**PROBLEM TO SOLVE**
Copy every line of the records below word for word, but omit the pictures.

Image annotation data
****

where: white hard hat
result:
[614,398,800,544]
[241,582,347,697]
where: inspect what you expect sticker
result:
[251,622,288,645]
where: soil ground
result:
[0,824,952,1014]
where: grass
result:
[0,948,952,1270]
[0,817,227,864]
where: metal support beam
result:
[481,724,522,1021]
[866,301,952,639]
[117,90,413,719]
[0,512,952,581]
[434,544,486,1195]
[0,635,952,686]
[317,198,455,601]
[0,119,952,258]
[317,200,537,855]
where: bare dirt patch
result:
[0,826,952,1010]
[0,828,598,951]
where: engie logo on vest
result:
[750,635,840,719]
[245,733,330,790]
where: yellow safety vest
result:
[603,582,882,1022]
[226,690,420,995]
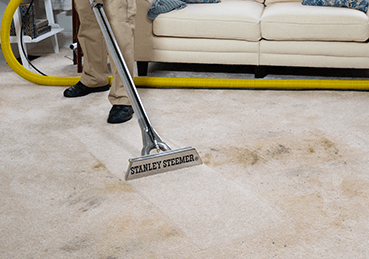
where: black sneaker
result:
[108,105,134,123]
[64,81,110,97]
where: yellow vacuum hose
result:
[1,0,369,90]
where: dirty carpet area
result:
[0,50,369,259]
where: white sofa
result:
[135,0,369,78]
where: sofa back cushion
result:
[261,3,369,42]
[264,0,301,6]
[153,1,264,41]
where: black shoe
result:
[108,105,133,123]
[64,81,110,97]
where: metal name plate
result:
[125,147,202,181]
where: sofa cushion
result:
[182,0,221,4]
[153,1,264,41]
[264,0,301,5]
[302,0,368,13]
[261,3,369,42]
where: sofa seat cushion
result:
[153,1,264,41]
[261,2,369,42]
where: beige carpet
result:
[0,47,369,259]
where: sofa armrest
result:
[135,0,155,61]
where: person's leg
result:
[64,0,110,97]
[104,0,136,123]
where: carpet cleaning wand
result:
[89,0,202,180]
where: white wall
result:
[0,0,72,63]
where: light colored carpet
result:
[0,50,369,259]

****

**EXERCISE SOLUTION**
where: white hard hat
result:
[614,398,800,544]
[241,582,347,697]
where: inspect what you expect sticker
result:
[251,622,288,645]
where: soil ground
result:
[0,824,952,1014]
where: grass
result:
[0,948,952,1270]
[0,817,227,864]
where: metal support beam
result:
[481,724,522,1021]
[866,301,952,639]
[117,90,413,719]
[0,512,952,581]
[434,544,486,1195]
[0,635,952,686]
[317,198,455,601]
[0,119,952,258]
[317,200,537,855]
where: bare dirt patch
result:
[0,826,952,1010]
[0,828,598,951]
where: engie logo on vest
result:
[750,635,840,719]
[245,733,330,790]
where: yellow safety vest
result:
[603,582,882,1022]
[226,690,420,995]
where: black sneaker
result:
[108,105,134,123]
[64,81,110,97]
where: yellow vacuum hose
result:
[1,0,369,90]
where: dirty carpet area
result:
[0,50,369,259]
where: white sofa
result:
[135,0,369,78]
where: sofa back cushion
result:
[261,3,369,42]
[264,0,301,6]
[153,1,264,41]
where: black shoe
result:
[108,105,133,123]
[64,81,110,97]
where: metal name plate
result:
[125,147,202,181]
where: sofa cushion
result:
[182,0,221,4]
[153,1,264,41]
[264,0,301,5]
[302,0,368,13]
[261,3,369,42]
where: sofa seat cushion
result:
[153,1,264,41]
[261,2,369,42]
where: beige carpet
result:
[0,47,369,259]
where: sofa armrest
result:
[135,0,155,61]
where: person's leg
result:
[64,0,110,97]
[104,0,136,123]
where: carpet cleaning wand
result:
[89,0,202,180]
where: white wall
result:
[0,0,72,63]
where: light colored carpet
result:
[0,50,369,259]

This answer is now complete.